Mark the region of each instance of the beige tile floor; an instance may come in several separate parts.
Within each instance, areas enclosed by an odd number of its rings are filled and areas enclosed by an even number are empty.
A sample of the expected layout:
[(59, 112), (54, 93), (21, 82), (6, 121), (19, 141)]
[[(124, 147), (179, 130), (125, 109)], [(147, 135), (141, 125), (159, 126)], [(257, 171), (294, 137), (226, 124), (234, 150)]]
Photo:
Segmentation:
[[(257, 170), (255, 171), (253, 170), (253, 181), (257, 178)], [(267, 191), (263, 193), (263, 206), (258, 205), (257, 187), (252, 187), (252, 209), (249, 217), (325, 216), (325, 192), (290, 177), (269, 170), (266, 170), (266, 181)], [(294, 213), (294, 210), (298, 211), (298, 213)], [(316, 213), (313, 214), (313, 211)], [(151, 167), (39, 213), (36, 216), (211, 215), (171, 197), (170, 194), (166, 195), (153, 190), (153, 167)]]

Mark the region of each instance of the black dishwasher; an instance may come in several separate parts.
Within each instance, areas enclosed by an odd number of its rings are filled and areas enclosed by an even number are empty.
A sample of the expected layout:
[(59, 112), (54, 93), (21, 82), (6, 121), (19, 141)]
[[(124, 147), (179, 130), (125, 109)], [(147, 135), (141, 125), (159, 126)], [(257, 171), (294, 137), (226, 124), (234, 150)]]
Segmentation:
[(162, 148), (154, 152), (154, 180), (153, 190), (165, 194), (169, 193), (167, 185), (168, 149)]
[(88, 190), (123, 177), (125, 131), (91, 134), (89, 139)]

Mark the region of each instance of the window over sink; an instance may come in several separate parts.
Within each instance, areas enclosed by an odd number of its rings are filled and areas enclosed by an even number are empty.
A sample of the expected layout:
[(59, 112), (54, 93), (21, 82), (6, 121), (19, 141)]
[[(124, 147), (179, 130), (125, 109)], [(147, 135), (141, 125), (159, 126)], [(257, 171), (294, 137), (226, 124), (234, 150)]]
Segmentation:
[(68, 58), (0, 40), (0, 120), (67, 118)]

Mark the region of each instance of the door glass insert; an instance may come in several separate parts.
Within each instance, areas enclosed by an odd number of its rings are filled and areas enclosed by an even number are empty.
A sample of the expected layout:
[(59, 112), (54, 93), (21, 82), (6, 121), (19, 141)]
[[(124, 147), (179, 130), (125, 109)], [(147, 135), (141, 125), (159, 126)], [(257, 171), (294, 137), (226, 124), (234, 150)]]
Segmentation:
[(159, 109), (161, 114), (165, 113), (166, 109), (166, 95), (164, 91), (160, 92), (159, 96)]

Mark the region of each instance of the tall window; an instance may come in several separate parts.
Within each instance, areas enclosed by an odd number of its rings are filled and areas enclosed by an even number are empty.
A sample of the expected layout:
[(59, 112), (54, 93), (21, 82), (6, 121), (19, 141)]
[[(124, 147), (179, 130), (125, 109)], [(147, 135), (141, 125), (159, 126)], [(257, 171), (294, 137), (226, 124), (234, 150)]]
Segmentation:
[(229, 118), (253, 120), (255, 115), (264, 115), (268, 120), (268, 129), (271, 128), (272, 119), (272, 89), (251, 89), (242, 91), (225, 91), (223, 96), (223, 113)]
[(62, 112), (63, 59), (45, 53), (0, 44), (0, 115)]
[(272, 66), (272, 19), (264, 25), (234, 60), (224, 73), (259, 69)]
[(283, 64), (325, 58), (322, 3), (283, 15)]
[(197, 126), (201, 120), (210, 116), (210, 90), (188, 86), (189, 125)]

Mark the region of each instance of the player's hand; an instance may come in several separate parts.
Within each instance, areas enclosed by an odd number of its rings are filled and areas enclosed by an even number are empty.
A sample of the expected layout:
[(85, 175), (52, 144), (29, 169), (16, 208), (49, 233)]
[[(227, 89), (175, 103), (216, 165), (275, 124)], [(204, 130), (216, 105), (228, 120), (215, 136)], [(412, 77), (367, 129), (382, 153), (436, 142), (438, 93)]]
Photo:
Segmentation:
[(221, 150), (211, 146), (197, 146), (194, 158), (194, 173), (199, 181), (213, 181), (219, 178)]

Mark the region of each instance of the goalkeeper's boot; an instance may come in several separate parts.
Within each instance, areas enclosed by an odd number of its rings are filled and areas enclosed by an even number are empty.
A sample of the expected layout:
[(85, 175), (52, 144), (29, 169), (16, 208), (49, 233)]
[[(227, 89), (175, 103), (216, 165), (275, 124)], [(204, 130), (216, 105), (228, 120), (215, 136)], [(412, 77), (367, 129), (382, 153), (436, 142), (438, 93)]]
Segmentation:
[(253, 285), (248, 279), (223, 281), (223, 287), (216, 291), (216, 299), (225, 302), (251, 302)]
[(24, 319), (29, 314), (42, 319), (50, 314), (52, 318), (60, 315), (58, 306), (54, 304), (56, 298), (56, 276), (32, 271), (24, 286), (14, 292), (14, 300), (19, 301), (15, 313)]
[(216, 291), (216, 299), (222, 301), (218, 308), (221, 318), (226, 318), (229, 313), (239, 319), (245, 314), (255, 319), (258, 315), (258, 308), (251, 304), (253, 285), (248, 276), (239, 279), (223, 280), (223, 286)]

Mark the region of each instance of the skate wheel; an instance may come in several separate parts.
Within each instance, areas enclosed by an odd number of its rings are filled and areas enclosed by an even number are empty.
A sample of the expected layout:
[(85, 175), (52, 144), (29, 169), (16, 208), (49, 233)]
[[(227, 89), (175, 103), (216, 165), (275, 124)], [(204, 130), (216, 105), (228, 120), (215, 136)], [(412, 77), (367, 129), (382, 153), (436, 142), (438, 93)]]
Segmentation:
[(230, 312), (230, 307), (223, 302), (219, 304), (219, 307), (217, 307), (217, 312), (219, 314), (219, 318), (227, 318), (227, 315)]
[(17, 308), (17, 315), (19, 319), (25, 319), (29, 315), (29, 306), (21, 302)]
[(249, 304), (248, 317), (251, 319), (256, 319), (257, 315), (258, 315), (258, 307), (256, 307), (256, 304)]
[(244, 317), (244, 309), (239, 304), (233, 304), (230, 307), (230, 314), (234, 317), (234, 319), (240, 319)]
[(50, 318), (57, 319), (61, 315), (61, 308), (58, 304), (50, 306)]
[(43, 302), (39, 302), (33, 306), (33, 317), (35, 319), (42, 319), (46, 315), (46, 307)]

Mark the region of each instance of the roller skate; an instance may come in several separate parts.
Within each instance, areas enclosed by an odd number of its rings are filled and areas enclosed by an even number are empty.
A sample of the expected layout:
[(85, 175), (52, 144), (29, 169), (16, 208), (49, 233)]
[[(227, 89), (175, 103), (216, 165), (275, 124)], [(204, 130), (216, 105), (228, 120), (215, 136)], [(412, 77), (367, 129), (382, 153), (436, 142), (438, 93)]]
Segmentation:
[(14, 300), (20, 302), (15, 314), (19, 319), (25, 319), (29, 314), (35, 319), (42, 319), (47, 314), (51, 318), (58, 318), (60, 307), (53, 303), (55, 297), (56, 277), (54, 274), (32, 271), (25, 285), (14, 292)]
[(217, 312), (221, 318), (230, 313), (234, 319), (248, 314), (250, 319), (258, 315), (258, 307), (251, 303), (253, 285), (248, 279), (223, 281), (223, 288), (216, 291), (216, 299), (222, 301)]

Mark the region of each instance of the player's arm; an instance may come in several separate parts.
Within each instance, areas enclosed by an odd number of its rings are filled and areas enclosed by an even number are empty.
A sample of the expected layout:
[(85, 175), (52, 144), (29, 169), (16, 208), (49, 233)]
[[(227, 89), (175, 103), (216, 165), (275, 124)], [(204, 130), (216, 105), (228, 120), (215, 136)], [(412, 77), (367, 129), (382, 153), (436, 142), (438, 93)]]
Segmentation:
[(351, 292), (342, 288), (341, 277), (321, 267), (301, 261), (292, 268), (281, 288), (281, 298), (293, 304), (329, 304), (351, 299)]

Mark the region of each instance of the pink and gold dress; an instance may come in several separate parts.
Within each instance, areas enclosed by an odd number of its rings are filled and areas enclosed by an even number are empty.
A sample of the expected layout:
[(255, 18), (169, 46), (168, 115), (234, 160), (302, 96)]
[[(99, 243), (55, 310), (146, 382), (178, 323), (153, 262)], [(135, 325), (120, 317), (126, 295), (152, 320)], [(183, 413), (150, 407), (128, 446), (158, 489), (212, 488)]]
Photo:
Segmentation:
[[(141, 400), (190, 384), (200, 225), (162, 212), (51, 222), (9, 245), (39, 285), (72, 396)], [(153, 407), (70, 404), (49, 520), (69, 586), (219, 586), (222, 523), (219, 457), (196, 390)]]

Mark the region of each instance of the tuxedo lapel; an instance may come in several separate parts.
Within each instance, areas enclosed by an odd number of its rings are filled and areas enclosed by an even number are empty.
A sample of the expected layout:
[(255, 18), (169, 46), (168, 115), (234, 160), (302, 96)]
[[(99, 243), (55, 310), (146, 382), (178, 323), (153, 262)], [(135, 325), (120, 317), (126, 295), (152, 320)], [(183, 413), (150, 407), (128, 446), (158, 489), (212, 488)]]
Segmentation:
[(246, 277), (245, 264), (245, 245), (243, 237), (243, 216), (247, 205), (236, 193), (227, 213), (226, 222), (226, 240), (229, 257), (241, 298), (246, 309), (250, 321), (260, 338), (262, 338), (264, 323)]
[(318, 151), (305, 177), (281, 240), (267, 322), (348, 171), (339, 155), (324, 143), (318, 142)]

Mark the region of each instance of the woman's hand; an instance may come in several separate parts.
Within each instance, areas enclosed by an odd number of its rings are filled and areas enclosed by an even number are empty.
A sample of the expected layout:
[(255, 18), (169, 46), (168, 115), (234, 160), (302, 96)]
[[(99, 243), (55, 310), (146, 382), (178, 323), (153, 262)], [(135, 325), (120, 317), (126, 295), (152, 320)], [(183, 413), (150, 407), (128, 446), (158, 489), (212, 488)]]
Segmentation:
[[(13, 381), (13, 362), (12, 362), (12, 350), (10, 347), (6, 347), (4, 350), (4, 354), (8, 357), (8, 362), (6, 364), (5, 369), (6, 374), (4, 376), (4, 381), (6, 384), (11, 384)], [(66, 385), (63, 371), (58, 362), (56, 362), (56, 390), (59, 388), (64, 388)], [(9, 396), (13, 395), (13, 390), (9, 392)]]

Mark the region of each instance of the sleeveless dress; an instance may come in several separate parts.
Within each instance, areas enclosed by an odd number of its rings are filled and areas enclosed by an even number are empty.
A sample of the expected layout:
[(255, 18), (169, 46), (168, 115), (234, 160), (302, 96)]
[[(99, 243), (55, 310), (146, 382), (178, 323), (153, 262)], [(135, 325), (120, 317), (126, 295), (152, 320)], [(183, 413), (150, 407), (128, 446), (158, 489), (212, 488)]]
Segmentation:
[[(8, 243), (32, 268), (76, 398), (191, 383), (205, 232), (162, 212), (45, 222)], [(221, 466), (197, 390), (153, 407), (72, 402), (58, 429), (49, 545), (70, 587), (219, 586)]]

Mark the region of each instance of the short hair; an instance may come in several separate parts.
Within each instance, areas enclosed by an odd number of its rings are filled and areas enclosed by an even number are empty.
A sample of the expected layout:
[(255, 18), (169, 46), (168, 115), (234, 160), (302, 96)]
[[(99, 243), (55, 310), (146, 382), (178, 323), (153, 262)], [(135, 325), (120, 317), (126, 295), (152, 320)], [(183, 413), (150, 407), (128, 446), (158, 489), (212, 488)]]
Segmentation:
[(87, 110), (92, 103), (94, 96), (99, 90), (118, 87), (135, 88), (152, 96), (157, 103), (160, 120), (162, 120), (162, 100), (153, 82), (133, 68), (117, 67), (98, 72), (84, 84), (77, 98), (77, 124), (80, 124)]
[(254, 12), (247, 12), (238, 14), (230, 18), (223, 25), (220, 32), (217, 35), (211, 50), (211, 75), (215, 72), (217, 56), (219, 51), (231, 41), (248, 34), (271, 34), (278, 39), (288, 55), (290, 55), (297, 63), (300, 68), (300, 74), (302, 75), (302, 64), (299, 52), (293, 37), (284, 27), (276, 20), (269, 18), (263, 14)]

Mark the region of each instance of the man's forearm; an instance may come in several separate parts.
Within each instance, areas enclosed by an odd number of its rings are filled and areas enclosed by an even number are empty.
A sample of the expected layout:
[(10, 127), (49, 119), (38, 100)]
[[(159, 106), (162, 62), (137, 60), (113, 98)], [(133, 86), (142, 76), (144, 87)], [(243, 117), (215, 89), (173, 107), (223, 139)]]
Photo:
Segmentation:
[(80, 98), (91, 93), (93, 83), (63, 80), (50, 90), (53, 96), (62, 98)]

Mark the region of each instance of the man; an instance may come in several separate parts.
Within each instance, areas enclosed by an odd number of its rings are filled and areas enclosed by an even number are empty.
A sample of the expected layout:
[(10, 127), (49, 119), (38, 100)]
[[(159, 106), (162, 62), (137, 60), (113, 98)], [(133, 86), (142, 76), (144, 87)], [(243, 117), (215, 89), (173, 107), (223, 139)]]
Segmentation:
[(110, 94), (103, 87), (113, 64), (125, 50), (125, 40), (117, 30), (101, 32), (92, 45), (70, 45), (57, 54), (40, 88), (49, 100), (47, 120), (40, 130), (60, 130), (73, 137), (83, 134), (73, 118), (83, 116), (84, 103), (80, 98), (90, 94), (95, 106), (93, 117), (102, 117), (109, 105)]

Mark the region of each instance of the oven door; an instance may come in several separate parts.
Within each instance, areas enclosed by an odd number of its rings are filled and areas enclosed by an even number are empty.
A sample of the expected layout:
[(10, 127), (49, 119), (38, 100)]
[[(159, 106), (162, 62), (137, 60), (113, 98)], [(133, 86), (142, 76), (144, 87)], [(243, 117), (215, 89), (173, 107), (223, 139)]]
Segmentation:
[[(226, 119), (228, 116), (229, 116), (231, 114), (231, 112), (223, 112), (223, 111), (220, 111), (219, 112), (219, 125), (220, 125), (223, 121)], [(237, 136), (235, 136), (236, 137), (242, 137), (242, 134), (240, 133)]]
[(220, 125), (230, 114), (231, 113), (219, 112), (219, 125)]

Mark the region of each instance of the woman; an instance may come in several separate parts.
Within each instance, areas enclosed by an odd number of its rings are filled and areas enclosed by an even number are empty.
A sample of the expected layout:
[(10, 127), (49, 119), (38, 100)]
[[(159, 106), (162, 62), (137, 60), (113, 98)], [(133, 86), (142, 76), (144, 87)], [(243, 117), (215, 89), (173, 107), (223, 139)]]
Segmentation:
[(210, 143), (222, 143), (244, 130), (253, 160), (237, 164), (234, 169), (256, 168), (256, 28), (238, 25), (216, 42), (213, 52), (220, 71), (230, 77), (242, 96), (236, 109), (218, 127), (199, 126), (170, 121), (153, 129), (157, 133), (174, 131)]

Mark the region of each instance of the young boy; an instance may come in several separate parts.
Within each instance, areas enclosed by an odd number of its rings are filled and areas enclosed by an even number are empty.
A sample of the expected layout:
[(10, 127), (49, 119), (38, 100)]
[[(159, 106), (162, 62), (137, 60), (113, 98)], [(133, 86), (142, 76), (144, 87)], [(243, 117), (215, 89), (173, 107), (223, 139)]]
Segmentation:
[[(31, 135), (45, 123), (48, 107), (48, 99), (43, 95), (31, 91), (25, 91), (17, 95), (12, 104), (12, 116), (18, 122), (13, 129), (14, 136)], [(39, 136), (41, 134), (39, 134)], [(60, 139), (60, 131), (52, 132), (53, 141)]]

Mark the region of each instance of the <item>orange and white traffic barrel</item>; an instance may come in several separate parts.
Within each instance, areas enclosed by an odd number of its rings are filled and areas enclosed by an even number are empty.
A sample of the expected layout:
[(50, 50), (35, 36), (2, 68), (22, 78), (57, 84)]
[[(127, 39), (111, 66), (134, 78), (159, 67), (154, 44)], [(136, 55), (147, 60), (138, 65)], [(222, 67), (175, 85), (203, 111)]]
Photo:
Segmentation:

::::

*DIRECTION*: Rewrite the data from the line with "Mark the region of each instance of the short" up to and including the line with "96), (62, 98)]", substituting "format" for "layout" and leaving everything else the same. Give only those lines.

*EXERCISE OUTPUT*:
Mark the region of each instance of the short hair; an instance may come in several separate parts.
Within each instance, areas enclosed by an odd number of its rings are filled and areas enclosed by an even number are empty.
A sample of the expected format:
[(255, 18), (169, 46), (168, 115), (234, 160), (302, 96)]
[[(99, 243), (55, 310), (146, 382), (178, 323), (153, 262)], [(135, 325), (120, 317), (126, 295), (152, 320)], [(183, 413), (150, 407), (128, 446), (158, 489), (212, 488)]]
Segmentation:
[(87, 110), (92, 103), (94, 96), (99, 90), (118, 87), (135, 88), (152, 96), (157, 103), (160, 120), (162, 120), (162, 100), (153, 82), (133, 68), (117, 67), (98, 72), (84, 84), (77, 98), (77, 124), (80, 124)]
[(254, 12), (247, 12), (238, 14), (230, 18), (223, 25), (220, 32), (217, 35), (211, 50), (211, 75), (215, 72), (217, 56), (219, 51), (231, 41), (248, 34), (271, 34), (278, 39), (288, 55), (290, 55), (297, 63), (300, 68), (300, 74), (302, 75), (302, 64), (299, 52), (293, 37), (284, 27), (276, 20), (269, 18), (263, 14)]

Mark the region of each instance of the man's forearm; an instance may come in several separate parts.
Within each instance, areas enclosed by an odd number of its rings are filled and areas enclosed by an even number are empty.
A sample of the expected format:
[(10, 127), (49, 119), (38, 100)]
[[(159, 106), (162, 62), (137, 60), (113, 98)], [(133, 86), (142, 76), (144, 87)], [(243, 117), (215, 89), (173, 107), (223, 139)]]
Photo:
Segmentation:
[(80, 98), (91, 93), (93, 83), (63, 80), (50, 90), (53, 96), (62, 98)]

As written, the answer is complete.